* [EXERCISE SET]
(a) From the Seanad debate text below, reproduce everything from "Wednesday, 11 July" down to "oppose the legislation.".
(b) For each statement, answer yes or no according to the Seanad debate text below, and quote the words of the text that decide it. (i) The inclusion strategy contains 149 actions across ten themes. (ii) The speaker says he will oppose the legislation. (iii) The decision to recognise the ethnicity of the Traveller community was made in 2018.

* [SELECTED PASSAGE]

Seanad debates

Wednesday, 11 July 2018

Traveller Culture and History in Education Bill 2018: Second Stage (Resumed)

 

10:30 am

Photo of Richard BrutonRichard Bruton (Dublin Bay North, Fine Gael) | Oireachtas source

I welcome the opportunity for this important debate. I will not oppose the legislation.

The decision by the former Taoiseach, Deputy Enda Kenny, in 2017 to recognise the ethnicity of the Traveller community was a significant milestone. We in government and the Oireachtas must see that the vision underpinning it is realised. This legislation is proposed very much in that spirit.

I draw Senators' attention to the National Traveller and Roma Inclusion Strategy 2017-2021, which is being implemented by the Minister of State, Deputy Stanton. It contains 149 actions across ten distinctive themes, including education. Some of them are worth recalling, given that they are works in progress. For example, action No. 4 calls for "collaboration with Traveller and Roma organisations to develop education resources on Traveller and Roma culture and history for use in primary, post primary and adult education settings." Under action No. 10, it commits to "early intervention education welfare supports to promote and support Traveller and Roma attendance, participation and engagement with the education system and retention to the Leaving Certificate or equivalent." Under action No. 16, my Department will "review policy on admissions to school in line with the Programme for Government" to take account of possible discrimination in admission policies. Under action No. 17, it commits to implementing "community-based supports to assist retention of Traveller and Roma children in the education system." While not in any way denigrating the legislation before us, 149 actions across ten realms of government are being implemented. It is important that we deliver them and ensure that the work being co-ordinated by the Minister of State has the full support of the Oireachtas. There must also be pressure from the Oireachtas to ensure that we deliver on these actions in a timely manner.

* [Point annotation dataset records]
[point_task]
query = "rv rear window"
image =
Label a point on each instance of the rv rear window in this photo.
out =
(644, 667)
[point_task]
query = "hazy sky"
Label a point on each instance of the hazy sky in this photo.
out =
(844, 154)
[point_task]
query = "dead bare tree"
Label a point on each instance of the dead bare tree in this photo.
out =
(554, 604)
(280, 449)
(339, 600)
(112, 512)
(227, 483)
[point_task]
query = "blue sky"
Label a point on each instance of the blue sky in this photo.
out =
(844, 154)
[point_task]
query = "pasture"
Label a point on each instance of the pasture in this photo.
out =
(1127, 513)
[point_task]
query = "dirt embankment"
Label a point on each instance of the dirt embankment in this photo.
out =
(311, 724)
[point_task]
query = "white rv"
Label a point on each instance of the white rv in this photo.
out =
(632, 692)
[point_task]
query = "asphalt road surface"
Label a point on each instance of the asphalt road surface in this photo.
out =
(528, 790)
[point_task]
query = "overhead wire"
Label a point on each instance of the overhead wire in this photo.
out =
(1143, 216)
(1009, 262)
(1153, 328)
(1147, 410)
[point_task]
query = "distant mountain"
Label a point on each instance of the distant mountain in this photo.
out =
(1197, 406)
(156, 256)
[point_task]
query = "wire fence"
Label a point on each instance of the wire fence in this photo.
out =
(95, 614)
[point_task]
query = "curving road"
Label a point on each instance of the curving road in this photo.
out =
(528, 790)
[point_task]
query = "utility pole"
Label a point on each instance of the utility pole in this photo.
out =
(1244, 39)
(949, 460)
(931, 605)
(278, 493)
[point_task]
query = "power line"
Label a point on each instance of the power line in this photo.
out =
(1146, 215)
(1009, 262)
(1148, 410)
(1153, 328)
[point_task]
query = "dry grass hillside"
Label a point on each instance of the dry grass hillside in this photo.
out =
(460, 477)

* [RESPONSE LIST]
(a)
Wednesday, 11 July 2018

Traveller Culture and History in Education Bill 2018: Second Stage (Resumed)

 

10:30 am

Photo of Richard BrutonRichard Bruton (Dublin Bay North, Fine Gael) | Oireachtas source

I welcome the opportunity for this important debate. I will not oppose the legislation.

(b)
(i) Yes: "It contains 149 actions across ten distinctive themes, including education."
(ii) No: "I will not oppose the legislation."
(iii) No: "The decision by the former Taoiseach, Deputy Enda Kenny, in 2017 to recognise the ethnicity of the Traveller community was a significant milestone."